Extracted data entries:

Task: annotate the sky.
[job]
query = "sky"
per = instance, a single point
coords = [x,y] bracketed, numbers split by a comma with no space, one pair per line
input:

EXERCISE: Retyping the data above exactly and in full is the task.

SOLUTION TO THE EXERCISE:
Task: annotate the sky.
[job]
query = "sky"
per = instance, a single point
coords = [x,y] bracketed, numbers split by a comma with no space, one pair per line
input:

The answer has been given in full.